Study text:
____

Type of information:

phase:

Announcement:

Company: AIMM Therapeutics (The Netherlands)

Product:

Action mechanism:

Disease: vaccine against RSV

Therapeutic area: Infectious diseases

Country:

Trial details:

Latest news:

* On November 04, 2013,  AIMM Therapeutics, a Dutch developer of a new generation of therapeutic antibodies, has announced that researchers have used the Company’s unique family of antibodies that neutralize respiratory syncytial virus (RSV) to engineer an improved vaccine against RSV. In a paper published in Science titled ‘Structure-Based Design of a Fusion Glycoprotein Vaccine for Respiratory Syncytial Virus’, a team of scientists from the Vaccine Research Center (VRC) at the U.S. National Institute of Allergy and Infectious Diseases describe how structural biology insight into how AIMM’s highly potent RSV antibodies work enabled them to engineer a vaccine immunogen able to trigger a response 40 times higher than needed to neutralize RSV infection (Jason S. McLellan et al, Science 342, 592 (2013).

____

What is needed: Continue the news entry on AIMM Therapeutics and its RSV antibodies from the point where it stops.

Given entries:
____

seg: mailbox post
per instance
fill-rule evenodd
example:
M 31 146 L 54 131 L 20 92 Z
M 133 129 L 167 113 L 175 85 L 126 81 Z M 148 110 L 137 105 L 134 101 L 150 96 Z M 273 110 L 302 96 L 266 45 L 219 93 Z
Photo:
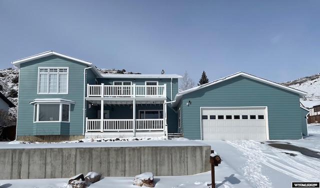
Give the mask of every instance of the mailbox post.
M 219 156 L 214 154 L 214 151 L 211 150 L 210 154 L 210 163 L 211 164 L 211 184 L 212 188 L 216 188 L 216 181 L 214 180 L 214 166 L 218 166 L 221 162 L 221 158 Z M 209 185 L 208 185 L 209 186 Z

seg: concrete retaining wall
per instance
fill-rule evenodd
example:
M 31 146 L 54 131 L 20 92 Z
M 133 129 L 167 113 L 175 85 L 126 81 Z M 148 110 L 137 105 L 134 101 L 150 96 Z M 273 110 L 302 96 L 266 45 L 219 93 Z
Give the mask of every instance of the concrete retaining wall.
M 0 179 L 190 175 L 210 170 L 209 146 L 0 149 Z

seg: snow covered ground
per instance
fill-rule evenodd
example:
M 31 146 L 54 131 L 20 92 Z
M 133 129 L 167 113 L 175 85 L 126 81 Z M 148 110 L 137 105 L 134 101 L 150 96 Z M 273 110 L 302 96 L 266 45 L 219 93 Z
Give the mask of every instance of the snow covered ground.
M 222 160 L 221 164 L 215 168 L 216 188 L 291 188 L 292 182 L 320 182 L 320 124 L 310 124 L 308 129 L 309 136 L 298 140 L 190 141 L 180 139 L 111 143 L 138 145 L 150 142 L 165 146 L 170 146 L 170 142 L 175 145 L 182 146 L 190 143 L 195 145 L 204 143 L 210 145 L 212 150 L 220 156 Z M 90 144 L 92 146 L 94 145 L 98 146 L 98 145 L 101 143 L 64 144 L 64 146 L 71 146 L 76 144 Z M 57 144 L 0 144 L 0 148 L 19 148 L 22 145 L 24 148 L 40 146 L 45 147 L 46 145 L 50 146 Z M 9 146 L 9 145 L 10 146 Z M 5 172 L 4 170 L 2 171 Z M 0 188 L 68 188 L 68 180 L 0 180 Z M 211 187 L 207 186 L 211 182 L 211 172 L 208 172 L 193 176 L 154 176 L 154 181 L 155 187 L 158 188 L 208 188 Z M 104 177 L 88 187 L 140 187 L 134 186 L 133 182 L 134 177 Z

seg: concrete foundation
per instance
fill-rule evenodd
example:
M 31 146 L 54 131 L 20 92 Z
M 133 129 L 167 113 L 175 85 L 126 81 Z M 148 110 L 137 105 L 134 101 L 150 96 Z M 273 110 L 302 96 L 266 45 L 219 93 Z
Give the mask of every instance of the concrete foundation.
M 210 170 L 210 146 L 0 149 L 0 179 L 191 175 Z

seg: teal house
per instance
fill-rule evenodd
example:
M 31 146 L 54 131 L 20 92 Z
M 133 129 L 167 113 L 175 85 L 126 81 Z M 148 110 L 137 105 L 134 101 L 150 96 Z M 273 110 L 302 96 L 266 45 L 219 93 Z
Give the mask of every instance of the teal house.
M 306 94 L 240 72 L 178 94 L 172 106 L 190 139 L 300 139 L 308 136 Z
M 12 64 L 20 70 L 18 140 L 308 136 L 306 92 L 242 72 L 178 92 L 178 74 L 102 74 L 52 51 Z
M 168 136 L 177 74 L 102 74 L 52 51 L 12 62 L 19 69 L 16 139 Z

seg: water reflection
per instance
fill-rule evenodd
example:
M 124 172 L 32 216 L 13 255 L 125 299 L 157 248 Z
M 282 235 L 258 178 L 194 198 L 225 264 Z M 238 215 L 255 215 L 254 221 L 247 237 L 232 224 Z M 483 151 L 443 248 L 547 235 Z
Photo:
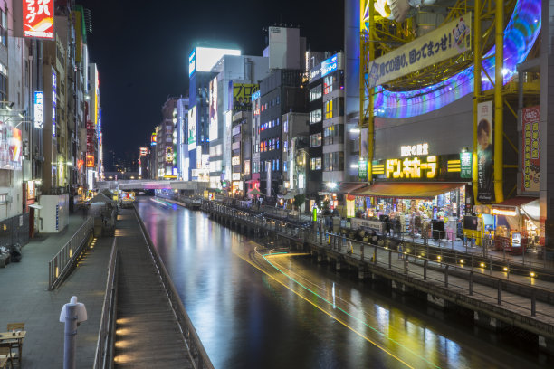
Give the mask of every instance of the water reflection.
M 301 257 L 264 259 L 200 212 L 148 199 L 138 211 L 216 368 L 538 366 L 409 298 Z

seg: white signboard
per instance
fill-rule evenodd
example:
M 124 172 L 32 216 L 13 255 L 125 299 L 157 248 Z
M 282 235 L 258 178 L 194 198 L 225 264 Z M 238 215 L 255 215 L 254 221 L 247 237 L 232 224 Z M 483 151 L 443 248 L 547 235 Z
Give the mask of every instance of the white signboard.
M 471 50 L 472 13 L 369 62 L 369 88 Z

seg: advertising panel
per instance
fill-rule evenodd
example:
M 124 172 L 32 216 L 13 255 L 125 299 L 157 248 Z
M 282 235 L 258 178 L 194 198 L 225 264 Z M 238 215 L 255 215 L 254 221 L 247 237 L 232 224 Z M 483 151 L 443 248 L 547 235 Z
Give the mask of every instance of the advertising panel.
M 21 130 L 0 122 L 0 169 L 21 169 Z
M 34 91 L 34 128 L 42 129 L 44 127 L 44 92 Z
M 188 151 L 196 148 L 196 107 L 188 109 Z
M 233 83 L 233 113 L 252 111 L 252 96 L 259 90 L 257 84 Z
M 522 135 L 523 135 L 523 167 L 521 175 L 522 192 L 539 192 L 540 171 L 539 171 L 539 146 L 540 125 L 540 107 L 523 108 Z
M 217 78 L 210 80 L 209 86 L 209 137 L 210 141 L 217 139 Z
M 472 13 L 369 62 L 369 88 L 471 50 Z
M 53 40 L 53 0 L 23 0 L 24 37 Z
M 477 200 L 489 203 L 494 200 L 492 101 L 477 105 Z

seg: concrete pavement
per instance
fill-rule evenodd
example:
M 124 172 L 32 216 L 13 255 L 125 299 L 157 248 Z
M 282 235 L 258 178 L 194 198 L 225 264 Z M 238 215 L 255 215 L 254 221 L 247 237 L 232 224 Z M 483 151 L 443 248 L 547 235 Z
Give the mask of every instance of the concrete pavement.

____

Exercise response:
On the surface of RSV, there is a protein simply known as F that facilitates fusion with human cells during the infection process. Earlier this year Science published an article titled ‘Structure of RSV fusion glycoprotein trimer bound to a prefusion-specific neutralizing antibody’ describing the unique ability of AIMM’s highly neutralizing antibodies to recognize a prefusion complex of the RSV-F protein. The research showed that by targeting the RSV-F protein while it was in the compact prefusion conformation, AIMM’s antibodies could halt the critical unfolding of this protein into the conformation required for viral entry into cells. Working with this insight, researchers were able to identify the critical structure that the RSV-F protein presents to the antibody. Immunizing mice with a stabilized form of this structure produced an extremely efficient immune response to the protein that resulted in protection against subsequent challenge with RSV.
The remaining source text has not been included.